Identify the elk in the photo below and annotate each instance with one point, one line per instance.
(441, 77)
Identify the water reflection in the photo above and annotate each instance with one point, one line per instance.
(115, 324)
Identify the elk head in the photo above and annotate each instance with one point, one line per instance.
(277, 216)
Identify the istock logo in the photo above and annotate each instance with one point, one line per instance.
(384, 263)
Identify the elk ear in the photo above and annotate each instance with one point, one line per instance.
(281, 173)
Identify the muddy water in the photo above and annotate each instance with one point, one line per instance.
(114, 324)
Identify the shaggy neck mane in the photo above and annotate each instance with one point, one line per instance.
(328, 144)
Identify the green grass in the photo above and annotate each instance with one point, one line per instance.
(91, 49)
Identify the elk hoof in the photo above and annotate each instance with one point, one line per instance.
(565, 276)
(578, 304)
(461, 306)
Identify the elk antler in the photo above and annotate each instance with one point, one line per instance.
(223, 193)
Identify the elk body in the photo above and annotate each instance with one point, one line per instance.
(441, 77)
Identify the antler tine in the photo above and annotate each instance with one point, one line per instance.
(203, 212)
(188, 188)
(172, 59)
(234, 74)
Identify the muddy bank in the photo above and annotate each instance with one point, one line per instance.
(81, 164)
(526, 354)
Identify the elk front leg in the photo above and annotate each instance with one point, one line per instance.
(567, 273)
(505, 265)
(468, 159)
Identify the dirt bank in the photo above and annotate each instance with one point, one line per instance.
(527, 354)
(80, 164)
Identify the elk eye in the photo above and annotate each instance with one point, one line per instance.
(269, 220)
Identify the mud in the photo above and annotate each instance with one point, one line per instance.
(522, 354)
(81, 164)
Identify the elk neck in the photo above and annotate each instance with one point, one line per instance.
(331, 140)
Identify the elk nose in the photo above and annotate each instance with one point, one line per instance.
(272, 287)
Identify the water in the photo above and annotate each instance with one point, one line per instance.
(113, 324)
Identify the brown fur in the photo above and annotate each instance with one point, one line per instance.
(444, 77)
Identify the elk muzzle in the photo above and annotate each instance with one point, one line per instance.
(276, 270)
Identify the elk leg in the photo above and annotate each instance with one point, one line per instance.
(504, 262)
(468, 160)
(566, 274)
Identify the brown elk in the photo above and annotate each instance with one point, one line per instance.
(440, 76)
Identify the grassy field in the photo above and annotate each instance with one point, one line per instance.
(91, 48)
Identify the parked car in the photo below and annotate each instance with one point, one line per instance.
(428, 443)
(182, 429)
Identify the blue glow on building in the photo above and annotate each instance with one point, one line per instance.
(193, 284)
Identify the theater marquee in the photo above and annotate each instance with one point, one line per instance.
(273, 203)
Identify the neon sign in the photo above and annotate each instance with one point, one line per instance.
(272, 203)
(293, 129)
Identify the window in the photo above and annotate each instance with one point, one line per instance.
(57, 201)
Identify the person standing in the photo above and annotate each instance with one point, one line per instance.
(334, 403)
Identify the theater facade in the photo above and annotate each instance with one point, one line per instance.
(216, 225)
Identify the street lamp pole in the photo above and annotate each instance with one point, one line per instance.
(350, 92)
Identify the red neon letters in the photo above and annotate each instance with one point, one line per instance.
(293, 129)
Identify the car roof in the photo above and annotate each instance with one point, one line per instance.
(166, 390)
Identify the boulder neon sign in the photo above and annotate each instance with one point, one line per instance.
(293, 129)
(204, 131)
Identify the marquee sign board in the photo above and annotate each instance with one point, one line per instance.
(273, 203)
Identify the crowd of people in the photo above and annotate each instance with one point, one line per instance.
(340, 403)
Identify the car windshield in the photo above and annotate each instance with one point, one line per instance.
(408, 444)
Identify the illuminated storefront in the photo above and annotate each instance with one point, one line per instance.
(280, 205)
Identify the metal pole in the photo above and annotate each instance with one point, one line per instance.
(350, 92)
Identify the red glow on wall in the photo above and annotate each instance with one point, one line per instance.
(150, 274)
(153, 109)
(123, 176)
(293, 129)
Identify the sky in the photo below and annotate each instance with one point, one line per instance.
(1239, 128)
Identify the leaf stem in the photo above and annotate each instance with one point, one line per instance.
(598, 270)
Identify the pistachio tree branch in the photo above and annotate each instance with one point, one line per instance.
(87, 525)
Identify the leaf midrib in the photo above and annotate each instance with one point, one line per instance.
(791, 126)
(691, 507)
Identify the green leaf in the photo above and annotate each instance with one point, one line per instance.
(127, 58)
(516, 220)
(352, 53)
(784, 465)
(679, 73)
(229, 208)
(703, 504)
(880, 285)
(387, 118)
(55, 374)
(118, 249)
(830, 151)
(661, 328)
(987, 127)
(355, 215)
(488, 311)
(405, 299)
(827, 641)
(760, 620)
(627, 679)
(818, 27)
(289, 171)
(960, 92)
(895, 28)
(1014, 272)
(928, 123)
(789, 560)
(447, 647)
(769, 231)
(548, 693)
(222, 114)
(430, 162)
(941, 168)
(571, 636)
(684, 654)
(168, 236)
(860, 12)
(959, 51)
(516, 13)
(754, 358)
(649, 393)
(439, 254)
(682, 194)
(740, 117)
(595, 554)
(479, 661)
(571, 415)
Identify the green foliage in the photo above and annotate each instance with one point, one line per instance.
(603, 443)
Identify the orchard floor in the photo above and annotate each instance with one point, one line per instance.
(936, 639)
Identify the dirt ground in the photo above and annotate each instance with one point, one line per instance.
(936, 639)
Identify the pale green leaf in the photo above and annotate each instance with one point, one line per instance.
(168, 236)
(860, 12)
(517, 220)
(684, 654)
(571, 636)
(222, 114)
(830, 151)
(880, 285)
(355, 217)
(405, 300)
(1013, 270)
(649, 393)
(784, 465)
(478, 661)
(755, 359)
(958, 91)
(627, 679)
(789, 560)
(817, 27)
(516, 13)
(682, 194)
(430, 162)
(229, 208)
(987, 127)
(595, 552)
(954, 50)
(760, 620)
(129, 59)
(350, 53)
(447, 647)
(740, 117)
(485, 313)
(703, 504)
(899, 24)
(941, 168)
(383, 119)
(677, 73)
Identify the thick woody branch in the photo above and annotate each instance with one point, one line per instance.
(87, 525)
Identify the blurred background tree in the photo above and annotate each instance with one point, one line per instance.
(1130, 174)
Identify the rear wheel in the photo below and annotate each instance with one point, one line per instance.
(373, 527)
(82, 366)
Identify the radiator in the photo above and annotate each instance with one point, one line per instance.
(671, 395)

------------------------------------------------------------------------

◆ **Problem requirements**
Restate the data above exactly, keeping each word as it stands.

◆ **Task output**
Identify the elk in the photo below and annotate each instance with one point, one line per instance.
(441, 77)
Identify the water reflection in the photo above and annotate each instance with one point, one line per instance.
(115, 324)
Identify the elk head in the photo above and annotate each instance with one point, one line per instance.
(277, 216)
Identify the istock logo in the photo above and annotate each instance with one point, one line per instance.
(384, 263)
Identify the elk ear in the photo above and annotate each instance with one point, one line per instance.
(281, 173)
Identify the muddy water in the photo above and annotate each instance with one point, one line per instance.
(114, 324)
Identify the shaggy neck mane in the photo above and annotate each instance with one point, one line per instance.
(328, 144)
Identify the green grass in the photo above and annotate each instance with one point, one line per instance.
(91, 49)
Identify the elk hoof in the photo above and annotate each instance with one point, one line per instance.
(565, 276)
(578, 304)
(461, 306)
Identify the elk antler in the photo above and annotate each instance with one point, one line per instance.
(223, 193)
Identify the elk body in the photo above and annotate each instance with one point, one line per instance.
(441, 77)
Identify the antler tine in the photo above and annotate each instance with one point, one line per instance.
(203, 212)
(188, 188)
(172, 59)
(234, 74)
Identify the muddy bank in the photo above and annotate each instance with one point, one line per instance.
(81, 164)
(526, 354)
Identify the elk front leg in the photo above and annotate each instance with one point, one line per instance.
(567, 273)
(505, 265)
(468, 159)
Identify the dirt bank in the photo above and annotate each instance with one point, one line per instance.
(527, 354)
(80, 164)
Identify the elk eye in the photo above and annotate each instance with one point, one line per instance.
(269, 220)
Identify the mud in the photo above and annotate each instance with one point, one line per instance.
(522, 354)
(81, 164)
Identify the elk neck in the photo above and annotate each instance with one point, one line per instance.
(331, 140)
Identify the elk nose in the photo above and annotate each instance with one point, one line per instance.
(272, 287)
Identify the water in the photo above and annotate each instance with one point, one line per instance.
(113, 324)
Identify the brown fur in the photo above and annotate each instance with one point, one line per instance.
(444, 77)
Identify the elk muzzle in the photo above and annotate each instance with one point, one line per instance.
(276, 270)
Identify the elk leg in the photo above and annotate each instance with one point, one line per instance.
(504, 262)
(468, 160)
(566, 274)
Identify the brown elk in the photo above and annotate each instance with one point, one line per instance.
(440, 76)
Identify the grassy field in the photo above and annotate each instance with one point, one line per instance.
(91, 48)
Identify the parked car in the photo below and annotate each instance with one point, one line per instance.
(428, 443)
(182, 429)
Identify the blue glow on building in the photo above and annotate each instance with one point, one line per instance.
(193, 284)
Identify the theater marquee in the photo above and annotate each instance with one point, one line per instance.
(273, 203)
Identify the neon sign in the photo above and annotate each instance with one point, one line per instance.
(272, 203)
(293, 129)
Identify the window in the photo above and annotate each instance with one point, one line per instance.
(57, 201)
Identify the person standing in the photo above and annotate each instance with one point, one line per instance.
(334, 403)
Identify the theater facade in the photo above and annotate each instance with one point, one line per instance.
(216, 225)
Identify the street lamp pole in the photo above and annotate each instance with one point, one line per instance.
(350, 92)
Identify the red neon letters in the photo above and annotate each instance with one point, one line per instance.
(293, 129)
Identify the car roof in the photo above and annotate each instance with one point, one line per instance.
(166, 390)
Identify the boulder neon sign in the photo above and annotate each instance with one point, one line per instance.
(293, 129)
(204, 131)
Identify the marquee sign board in the photo above and annotate each instance with one point, one line per instance.
(273, 203)
Identify the crowd of people in the photo above and annotate each instance with one point, one line per instance.
(340, 403)
Identify the car windshield in the photo above and annotate each instance with one point, one line per instance.
(408, 444)
Identify the illuminated storefront in the photo above and annotate each instance with one point, one line per instance.
(280, 205)
Identify the metal pole in the photo above and annotate each instance with one point, one line per instance.
(350, 92)
Identify the red glow on wall in the photo above and annotate each instance with one point, one line per instance.
(150, 274)
(153, 109)
(123, 176)
(293, 129)
Identify the sky in the photo below and annotate each instance with one point, one line per instance.
(1239, 128)
Identify the leaf stem in the photo above and annotate each instance with one point, one line per instance.
(598, 270)
Identify the pistachio tree branch in the photo above and annotate each instance with one point, one line per instance.
(87, 525)
Identify the leaf midrib in the photo above and annotate each instance with one point, one line per instance.
(791, 126)
(691, 507)
Identify the green leaf in the photo above and annotate each instance with one point, one line per instance.
(127, 58)
(516, 220)
(352, 53)
(784, 465)
(679, 73)
(229, 208)
(703, 504)
(880, 285)
(387, 118)
(55, 374)
(118, 249)
(830, 151)
(661, 328)
(987, 127)
(355, 215)
(488, 311)
(405, 299)
(827, 641)
(760, 620)
(627, 679)
(818, 27)
(289, 171)
(960, 92)
(895, 28)
(1014, 272)
(928, 123)
(789, 560)
(447, 647)
(769, 231)
(548, 693)
(222, 114)
(430, 162)
(941, 168)
(571, 636)
(684, 654)
(168, 236)
(860, 12)
(959, 51)
(516, 13)
(754, 358)
(649, 393)
(439, 254)
(682, 194)
(740, 117)
(595, 554)
(479, 661)
(571, 415)
Identify the green foliage in the photo above and annotate each instance with one point, one line per instance.
(603, 443)
Identify the orchard floor in the photo above and annotate each instance with one point, one line per instance.
(936, 639)
Identify the dirt ground in the photo above and annotate each instance with one point, one line per instance.
(936, 639)
Identify the pale green leaf in the photo above and annotate each instance with one point, one line per instance.
(168, 236)
(860, 12)
(517, 220)
(684, 654)
(571, 636)
(222, 114)
(830, 151)
(880, 285)
(355, 217)
(405, 300)
(1013, 270)
(649, 393)
(784, 465)
(478, 661)
(755, 359)
(958, 91)
(627, 679)
(789, 560)
(817, 27)
(516, 13)
(682, 194)
(430, 162)
(229, 208)
(987, 127)
(595, 552)
(954, 50)
(760, 620)
(129, 59)
(350, 53)
(447, 647)
(740, 117)
(485, 313)
(703, 504)
(899, 24)
(941, 168)
(383, 119)
(677, 73)
Identify the thick woody branch in the photo above and annotate each instance with one point, one line per instance.
(87, 525)
Identify the blurred background tree in the photo above and annotate each instance with one point, one line per instance.
(1130, 174)
Identify the rear wheel in the photo below and annotate each instance with one point, one line per instance.
(373, 527)
(82, 366)
Identify the radiator in the photo above and annotate each instance with one point, one line per instance.
(671, 395)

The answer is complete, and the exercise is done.